■ **GIVEN INFORMATION**:

BEGIN

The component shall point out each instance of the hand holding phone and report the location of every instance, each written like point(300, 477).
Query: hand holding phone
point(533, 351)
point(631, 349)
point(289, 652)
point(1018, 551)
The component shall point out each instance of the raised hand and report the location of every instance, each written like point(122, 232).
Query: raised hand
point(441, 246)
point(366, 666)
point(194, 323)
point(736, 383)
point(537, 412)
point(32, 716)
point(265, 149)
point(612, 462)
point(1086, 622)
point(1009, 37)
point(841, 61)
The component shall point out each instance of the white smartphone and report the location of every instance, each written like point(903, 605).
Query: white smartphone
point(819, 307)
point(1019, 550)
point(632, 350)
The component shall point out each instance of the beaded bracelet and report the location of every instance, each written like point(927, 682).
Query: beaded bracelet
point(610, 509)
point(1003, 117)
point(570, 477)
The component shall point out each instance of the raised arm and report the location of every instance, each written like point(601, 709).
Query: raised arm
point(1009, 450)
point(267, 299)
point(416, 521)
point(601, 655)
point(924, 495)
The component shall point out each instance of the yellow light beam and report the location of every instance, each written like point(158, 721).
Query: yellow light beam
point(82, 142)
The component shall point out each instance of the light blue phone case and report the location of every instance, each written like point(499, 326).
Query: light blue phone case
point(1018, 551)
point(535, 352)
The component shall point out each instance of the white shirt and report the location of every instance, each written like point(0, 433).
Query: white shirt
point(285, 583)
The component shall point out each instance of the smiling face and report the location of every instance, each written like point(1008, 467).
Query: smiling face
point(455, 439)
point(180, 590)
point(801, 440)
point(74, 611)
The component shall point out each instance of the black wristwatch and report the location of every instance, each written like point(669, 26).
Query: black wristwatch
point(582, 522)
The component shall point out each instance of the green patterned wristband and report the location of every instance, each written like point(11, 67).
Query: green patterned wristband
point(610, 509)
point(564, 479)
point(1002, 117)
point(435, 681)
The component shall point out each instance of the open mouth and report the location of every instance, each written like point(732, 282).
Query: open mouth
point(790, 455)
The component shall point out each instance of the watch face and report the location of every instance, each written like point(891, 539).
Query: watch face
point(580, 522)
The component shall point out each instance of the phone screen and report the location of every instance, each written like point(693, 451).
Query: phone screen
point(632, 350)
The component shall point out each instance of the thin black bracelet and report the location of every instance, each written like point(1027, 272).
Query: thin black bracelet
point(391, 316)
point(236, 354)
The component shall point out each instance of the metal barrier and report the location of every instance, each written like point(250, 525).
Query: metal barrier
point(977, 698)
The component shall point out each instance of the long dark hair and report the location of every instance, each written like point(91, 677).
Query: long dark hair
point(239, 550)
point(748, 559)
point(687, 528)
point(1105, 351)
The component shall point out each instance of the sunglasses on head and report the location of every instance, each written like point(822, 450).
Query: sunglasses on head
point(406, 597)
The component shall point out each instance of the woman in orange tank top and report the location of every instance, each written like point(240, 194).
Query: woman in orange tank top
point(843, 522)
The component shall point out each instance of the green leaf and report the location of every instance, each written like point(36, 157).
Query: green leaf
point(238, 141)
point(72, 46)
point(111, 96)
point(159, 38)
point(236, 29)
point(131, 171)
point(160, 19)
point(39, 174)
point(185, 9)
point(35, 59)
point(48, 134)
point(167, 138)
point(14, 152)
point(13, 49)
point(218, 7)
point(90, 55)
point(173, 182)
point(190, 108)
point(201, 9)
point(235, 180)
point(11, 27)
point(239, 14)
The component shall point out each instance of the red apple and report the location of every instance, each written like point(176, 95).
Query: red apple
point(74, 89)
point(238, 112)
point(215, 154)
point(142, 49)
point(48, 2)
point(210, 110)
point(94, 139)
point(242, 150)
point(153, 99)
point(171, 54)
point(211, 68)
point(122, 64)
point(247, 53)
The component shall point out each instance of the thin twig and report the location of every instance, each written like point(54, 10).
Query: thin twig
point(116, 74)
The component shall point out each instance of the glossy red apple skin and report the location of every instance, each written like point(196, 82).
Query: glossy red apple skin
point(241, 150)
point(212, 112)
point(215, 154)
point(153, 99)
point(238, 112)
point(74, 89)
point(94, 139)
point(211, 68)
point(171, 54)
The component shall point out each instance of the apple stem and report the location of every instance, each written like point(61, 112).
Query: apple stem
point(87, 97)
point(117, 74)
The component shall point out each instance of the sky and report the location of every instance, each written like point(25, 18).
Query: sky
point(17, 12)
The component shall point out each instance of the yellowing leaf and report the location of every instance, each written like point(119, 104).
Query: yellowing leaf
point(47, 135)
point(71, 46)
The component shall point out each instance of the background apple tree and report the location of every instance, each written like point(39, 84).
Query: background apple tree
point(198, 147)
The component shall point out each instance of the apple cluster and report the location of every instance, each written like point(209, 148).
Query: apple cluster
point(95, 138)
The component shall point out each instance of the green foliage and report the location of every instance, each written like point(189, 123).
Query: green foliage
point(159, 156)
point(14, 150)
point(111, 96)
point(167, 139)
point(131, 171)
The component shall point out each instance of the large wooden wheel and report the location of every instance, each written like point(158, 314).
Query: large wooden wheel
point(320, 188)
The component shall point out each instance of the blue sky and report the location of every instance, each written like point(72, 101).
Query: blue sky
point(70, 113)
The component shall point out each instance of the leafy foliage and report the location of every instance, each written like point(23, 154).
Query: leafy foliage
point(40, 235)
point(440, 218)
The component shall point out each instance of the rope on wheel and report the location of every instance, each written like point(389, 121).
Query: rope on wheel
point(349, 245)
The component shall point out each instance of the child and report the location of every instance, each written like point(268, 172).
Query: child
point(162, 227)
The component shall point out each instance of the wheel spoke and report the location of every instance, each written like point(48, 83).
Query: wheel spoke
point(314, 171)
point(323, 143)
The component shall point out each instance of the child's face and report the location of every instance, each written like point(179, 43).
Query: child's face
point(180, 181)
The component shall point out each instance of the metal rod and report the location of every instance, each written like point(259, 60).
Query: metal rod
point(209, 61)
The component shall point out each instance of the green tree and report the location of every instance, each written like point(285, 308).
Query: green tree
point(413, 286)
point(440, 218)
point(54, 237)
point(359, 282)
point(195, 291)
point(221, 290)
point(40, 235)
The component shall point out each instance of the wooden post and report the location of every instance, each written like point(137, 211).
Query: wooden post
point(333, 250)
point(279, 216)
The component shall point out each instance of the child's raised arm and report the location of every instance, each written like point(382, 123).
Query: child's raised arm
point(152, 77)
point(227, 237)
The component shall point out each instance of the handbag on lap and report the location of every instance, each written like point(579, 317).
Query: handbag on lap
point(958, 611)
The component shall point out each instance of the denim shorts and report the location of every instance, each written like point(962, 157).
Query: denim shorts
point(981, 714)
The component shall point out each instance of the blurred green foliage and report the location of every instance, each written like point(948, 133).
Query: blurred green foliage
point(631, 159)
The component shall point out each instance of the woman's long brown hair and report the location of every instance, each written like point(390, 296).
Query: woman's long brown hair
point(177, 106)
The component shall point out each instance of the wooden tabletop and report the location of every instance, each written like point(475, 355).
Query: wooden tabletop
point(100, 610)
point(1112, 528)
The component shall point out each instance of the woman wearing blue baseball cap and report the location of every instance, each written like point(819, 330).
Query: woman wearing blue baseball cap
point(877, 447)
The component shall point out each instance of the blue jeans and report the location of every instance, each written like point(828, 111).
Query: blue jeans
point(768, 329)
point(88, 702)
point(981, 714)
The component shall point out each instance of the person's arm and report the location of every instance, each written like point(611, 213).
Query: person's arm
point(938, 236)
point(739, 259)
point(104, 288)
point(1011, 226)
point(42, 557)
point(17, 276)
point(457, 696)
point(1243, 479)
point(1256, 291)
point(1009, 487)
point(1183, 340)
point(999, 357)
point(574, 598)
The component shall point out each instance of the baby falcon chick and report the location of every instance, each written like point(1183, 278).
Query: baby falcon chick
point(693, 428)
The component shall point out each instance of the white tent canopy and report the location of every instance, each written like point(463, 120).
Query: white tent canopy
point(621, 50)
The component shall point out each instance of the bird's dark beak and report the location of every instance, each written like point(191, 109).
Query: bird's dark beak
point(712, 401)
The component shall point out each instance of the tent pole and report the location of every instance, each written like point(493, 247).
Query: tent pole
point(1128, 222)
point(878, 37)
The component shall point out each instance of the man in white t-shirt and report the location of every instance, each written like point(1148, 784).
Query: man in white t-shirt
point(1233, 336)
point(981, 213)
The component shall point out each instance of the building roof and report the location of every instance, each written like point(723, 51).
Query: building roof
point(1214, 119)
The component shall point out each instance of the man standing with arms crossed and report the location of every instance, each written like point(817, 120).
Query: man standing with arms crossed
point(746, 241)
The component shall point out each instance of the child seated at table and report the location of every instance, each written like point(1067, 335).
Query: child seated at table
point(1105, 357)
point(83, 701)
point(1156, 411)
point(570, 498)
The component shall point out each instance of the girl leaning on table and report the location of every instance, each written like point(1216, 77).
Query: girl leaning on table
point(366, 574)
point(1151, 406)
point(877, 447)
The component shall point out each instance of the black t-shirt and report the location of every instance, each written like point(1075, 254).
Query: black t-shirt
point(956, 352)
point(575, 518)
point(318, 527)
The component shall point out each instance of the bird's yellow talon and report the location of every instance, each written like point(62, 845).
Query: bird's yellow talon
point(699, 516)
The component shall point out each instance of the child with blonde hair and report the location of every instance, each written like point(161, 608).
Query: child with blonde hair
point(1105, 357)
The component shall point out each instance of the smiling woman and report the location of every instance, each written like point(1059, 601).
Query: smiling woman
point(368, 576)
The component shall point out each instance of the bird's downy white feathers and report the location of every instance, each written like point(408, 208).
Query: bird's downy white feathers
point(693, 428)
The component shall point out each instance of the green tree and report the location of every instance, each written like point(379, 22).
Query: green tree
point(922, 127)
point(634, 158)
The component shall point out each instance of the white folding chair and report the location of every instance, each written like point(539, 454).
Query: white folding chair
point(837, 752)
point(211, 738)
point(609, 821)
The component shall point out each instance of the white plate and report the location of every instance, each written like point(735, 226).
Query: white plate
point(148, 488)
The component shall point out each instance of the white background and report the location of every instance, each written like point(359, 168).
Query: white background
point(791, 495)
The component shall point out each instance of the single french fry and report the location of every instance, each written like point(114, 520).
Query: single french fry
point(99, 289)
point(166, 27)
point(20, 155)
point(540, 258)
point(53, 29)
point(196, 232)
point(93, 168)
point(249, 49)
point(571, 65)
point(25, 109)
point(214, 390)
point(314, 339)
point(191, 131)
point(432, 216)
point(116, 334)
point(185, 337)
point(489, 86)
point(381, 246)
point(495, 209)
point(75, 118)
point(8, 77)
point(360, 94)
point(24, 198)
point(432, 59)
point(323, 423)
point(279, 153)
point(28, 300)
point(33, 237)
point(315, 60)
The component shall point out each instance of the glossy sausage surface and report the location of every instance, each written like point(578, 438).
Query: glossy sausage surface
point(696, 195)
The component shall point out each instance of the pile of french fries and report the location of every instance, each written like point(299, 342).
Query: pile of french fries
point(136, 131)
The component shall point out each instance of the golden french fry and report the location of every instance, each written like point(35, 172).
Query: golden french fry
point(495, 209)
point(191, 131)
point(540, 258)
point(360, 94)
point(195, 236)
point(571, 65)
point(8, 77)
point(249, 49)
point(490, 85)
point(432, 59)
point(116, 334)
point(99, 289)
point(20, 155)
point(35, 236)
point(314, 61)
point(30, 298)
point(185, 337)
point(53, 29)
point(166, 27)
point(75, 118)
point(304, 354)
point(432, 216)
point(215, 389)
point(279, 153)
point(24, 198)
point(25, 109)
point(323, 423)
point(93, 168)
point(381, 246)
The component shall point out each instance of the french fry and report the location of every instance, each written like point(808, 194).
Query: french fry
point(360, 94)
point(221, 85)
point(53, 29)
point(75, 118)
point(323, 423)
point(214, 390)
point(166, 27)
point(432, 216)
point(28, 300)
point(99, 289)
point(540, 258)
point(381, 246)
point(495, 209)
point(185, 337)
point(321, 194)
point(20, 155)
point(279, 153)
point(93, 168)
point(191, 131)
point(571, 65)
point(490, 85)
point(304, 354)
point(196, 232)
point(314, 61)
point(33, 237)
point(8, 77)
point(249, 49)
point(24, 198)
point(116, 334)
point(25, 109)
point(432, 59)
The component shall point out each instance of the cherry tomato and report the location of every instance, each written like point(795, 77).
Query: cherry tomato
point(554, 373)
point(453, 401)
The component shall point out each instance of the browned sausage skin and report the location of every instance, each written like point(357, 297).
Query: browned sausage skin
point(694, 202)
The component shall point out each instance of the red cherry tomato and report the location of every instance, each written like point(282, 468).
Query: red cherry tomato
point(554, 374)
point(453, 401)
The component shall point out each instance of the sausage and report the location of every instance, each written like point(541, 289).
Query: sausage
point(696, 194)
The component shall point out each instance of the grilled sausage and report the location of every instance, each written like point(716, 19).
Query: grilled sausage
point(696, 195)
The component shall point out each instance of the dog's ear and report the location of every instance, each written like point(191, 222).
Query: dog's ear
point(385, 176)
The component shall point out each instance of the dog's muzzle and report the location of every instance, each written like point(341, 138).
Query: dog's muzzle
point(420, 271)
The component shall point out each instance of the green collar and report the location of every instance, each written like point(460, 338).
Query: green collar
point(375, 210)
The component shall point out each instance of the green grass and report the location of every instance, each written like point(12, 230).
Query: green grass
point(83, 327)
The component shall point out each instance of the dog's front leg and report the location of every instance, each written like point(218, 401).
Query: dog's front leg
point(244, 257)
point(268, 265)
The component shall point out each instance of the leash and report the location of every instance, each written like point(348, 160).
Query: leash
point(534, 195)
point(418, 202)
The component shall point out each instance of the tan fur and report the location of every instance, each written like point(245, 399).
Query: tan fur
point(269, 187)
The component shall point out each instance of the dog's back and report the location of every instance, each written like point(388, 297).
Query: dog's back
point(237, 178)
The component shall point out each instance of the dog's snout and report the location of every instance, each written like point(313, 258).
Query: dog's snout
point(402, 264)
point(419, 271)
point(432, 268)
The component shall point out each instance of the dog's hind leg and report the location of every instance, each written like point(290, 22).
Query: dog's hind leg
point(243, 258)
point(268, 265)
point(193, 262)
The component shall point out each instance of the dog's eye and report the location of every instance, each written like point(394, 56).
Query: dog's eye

END

■ **ACTIVITY**: Go to the line in the material above that contains "Query: child seated at table" and copy exactly from there through the line that contains "like point(379, 22).", stopping after it.

■ **EXERCISE RESULT**:
Query: child seated at table
point(1105, 357)
point(83, 701)
point(1156, 411)
point(570, 498)
The component shall point out each instance of the girl leaning on table and report the location of every instance, each written like point(1216, 77).
Query: girl leaning on table
point(366, 574)
point(1151, 406)
point(877, 447)
The component shall point out each instance of the black t-shirt and report the location of every instance, each written like point(1075, 254).
Query: black t-shirt
point(956, 352)
point(575, 518)
point(318, 527)
The component shall point out each instance of the bird's yellow talon and report the location of every instance, each written like point(62, 845).
Query: bird's yellow talon
point(699, 516)
The component shall point out each instance of the child with blonde hair and report the location of every instance, each written like point(161, 608).
Query: child with blonde hair
point(1105, 357)
The component shall point out each instance of the smiling woman and report the location of every instance, each written like point(1059, 601).
Query: smiling woman
point(368, 576)
The component shall point out each instance of the bird's downy white feathers and report the location of every instance, each written like point(408, 208).
Query: bird's downy white feathers
point(693, 428)
The component shall point out each instance of the green tree and report the location of every instance, each written like point(379, 22).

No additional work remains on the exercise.